***** Records provided *****

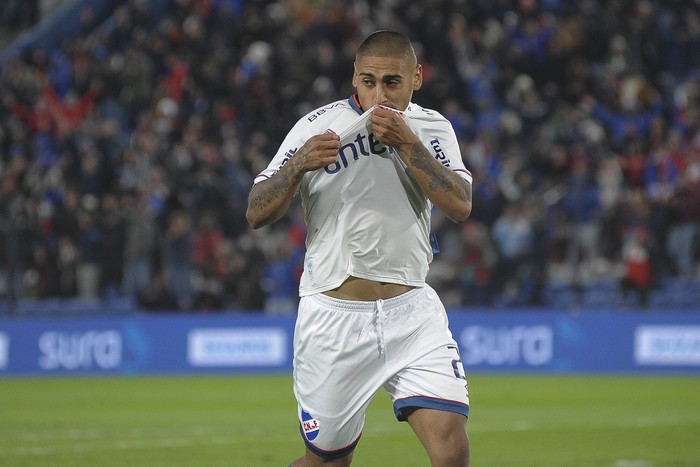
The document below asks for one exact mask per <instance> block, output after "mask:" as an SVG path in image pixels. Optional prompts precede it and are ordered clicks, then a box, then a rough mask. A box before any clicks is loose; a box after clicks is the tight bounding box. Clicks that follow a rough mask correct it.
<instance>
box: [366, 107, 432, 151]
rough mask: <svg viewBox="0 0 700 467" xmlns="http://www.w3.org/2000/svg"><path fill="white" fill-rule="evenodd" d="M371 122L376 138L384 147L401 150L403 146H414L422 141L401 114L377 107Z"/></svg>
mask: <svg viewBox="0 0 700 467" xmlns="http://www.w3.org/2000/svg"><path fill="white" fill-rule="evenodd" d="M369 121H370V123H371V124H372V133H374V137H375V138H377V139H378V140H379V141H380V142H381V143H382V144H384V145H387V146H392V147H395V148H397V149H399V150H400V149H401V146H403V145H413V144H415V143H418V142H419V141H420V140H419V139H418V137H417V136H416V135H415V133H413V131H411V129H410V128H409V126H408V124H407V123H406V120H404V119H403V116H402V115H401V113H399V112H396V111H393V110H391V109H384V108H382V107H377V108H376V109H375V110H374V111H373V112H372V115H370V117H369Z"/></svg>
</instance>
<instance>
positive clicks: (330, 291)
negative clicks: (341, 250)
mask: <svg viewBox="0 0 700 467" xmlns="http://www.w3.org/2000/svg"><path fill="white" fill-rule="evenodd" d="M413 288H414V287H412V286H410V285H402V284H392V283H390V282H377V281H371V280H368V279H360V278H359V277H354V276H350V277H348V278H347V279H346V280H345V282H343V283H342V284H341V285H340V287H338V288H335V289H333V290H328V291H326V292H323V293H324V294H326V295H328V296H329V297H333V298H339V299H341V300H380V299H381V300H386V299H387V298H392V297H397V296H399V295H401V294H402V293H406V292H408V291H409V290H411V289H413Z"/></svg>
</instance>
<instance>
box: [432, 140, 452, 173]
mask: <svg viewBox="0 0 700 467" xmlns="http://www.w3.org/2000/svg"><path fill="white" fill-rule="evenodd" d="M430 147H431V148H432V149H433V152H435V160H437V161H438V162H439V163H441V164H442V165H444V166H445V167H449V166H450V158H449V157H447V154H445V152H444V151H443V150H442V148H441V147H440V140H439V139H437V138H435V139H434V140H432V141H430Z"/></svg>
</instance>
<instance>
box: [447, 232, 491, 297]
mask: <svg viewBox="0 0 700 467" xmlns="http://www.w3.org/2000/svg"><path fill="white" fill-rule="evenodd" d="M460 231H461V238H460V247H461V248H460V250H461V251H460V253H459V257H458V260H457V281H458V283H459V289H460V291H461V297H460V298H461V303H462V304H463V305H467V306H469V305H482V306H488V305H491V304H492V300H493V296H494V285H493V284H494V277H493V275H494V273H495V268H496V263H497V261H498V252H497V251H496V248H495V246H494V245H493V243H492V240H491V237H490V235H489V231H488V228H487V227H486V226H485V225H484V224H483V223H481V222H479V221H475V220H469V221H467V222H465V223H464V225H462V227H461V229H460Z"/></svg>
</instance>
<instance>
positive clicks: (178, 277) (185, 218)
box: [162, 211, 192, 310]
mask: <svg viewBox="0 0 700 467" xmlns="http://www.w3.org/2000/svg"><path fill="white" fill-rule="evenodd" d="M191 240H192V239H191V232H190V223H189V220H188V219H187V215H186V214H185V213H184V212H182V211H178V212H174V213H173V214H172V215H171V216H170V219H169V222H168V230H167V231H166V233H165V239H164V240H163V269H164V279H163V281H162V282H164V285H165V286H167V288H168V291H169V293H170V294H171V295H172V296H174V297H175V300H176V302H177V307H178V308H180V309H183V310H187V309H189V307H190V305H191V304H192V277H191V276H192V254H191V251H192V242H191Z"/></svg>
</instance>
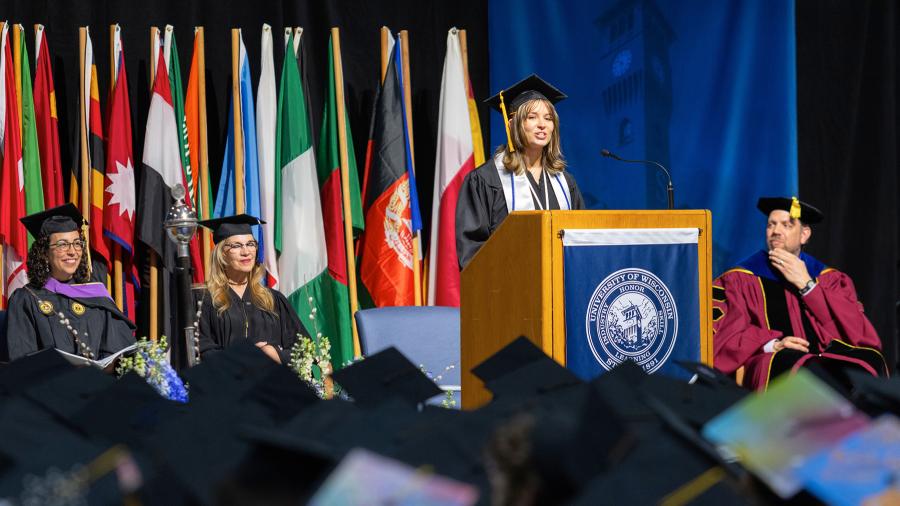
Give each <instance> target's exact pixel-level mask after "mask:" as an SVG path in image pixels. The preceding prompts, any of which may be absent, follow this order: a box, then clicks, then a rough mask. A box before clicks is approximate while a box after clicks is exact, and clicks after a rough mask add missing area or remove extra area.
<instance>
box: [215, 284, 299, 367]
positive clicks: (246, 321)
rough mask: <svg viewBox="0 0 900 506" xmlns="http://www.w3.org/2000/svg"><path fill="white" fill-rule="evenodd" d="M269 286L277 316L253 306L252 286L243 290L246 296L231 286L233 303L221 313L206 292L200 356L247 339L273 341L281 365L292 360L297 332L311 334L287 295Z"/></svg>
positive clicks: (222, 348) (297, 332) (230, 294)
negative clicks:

*****

- **How to complete this task**
Drop the pictures and reproduce the rest of the data exactly.

- **Result for this exercise**
The document below asks for one exact mask per <instance> block, output after "mask:" as an SVG path in image pixels. Optional prompts precede it and are ordered clicks, then a box, then a rough mask. A box before any clicks is loose; a box after clicks is the tight bounding box. Clicks that follow a rough mask correct it.
<instance>
box: [366, 107, 432, 151]
rough mask: <svg viewBox="0 0 700 467" xmlns="http://www.w3.org/2000/svg"><path fill="white" fill-rule="evenodd" d="M371 122L376 138L384 147L401 150L403 146H414L422 141L401 114L377 107Z"/></svg>
mask: <svg viewBox="0 0 700 467" xmlns="http://www.w3.org/2000/svg"><path fill="white" fill-rule="evenodd" d="M369 121H370V123H371V124H372V133H374V137H375V138H377V139H378V140H379V141H380V142H381V143H382V144H384V145H387V146H392V147H395V148H397V149H399V150H400V149H401V146H403V145H413V144H415V143H418V142H419V141H420V140H419V139H418V137H417V136H416V135H415V133H413V131H411V129H410V128H409V126H408V124H407V123H406V120H404V119H403V116H402V115H401V113H399V112H396V111H393V110H391V109H384V108H382V107H377V108H376V109H375V110H374V111H373V112H372V115H370V117H369Z"/></svg>
</instance>
<instance>
positive clicks: (330, 291)
negative clicks: (341, 250)
mask: <svg viewBox="0 0 700 467" xmlns="http://www.w3.org/2000/svg"><path fill="white" fill-rule="evenodd" d="M413 288H414V287H412V286H410V285H402V284H392V283H390V282H377V281H371V280H368V279H360V278H359V277H354V276H350V277H348V278H347V279H346V280H345V282H343V283H342V284H341V285H340V287H338V288H335V289H333V290H328V291H326V292H323V293H324V294H326V295H328V296H329V297H333V298H339V299H341V300H380V299H381V300H386V299H387V298H392V297H397V296H399V295H401V294H402V293H406V292H408V291H409V290H411V289H413Z"/></svg>
</instance>
<instance>
box: [432, 140, 452, 173]
mask: <svg viewBox="0 0 700 467" xmlns="http://www.w3.org/2000/svg"><path fill="white" fill-rule="evenodd" d="M430 147H431V148H432V149H433V152H435V160H437V161H438V162H439V163H441V164H442V165H444V166H445V167H449V166H450V158H449V157H447V154H445V152H444V151H443V150H442V148H441V147H440V140H439V139H437V138H435V139H434V140H432V141H430Z"/></svg>
</instance>
<instance>
box: [447, 232, 491, 297]
mask: <svg viewBox="0 0 700 467" xmlns="http://www.w3.org/2000/svg"><path fill="white" fill-rule="evenodd" d="M460 231H461V238H460V247H461V248H460V250H461V251H460V253H459V257H458V260H457V281H458V283H459V289H460V291H461V297H460V298H461V303H462V304H463V305H467V306H469V305H482V306H488V305H491V304H492V300H493V296H494V285H493V284H494V277H493V275H494V273H495V268H496V263H497V261H498V252H497V251H496V248H495V246H494V245H493V243H492V240H491V237H490V235H489V231H488V228H487V227H486V226H485V225H484V224H483V223H481V222H479V221H475V220H469V221H467V222H465V223H464V225H462V227H461V229H460Z"/></svg>
</instance>
<instance>
positive clicks: (178, 277) (185, 218)
box: [162, 211, 192, 310]
mask: <svg viewBox="0 0 700 467" xmlns="http://www.w3.org/2000/svg"><path fill="white" fill-rule="evenodd" d="M191 240H192V239H191V232H190V223H189V220H188V219H187V215H186V214H185V213H184V212H182V211H178V212H174V213H173V214H172V215H171V216H170V219H169V222H168V230H167V231H166V233H165V239H164V240H163V269H164V279H163V281H162V282H164V285H165V286H167V288H168V291H169V293H170V294H171V295H172V296H174V297H175V300H176V302H177V307H178V308H180V309H183V310H187V309H189V307H190V305H191V304H192V277H191V276H192V254H191V251H192V242H191Z"/></svg>
</instance>
Give each <instance> target's exact pixel-level mask after "mask:" as an SVG path in image pixels. The preceding prompts, any of which may be absent, follow this order: a box, then clicks, then a rough mask. A box before clicks is approximate while a box after clicks is exact, and clicks after a rough mask add missing area or remove extra area.
<instance>
box: [215, 284, 299, 367]
positive clicks: (246, 321)
rough mask: <svg viewBox="0 0 900 506" xmlns="http://www.w3.org/2000/svg"><path fill="white" fill-rule="evenodd" d="M269 286L277 316L253 306L252 286L243 290L246 296L231 286L233 303L221 313L206 292L200 356L247 339L273 341L281 365L292 360L297 332L311 334L287 295Z"/></svg>
positive clicks: (222, 348) (297, 332) (230, 294)
negative clicks:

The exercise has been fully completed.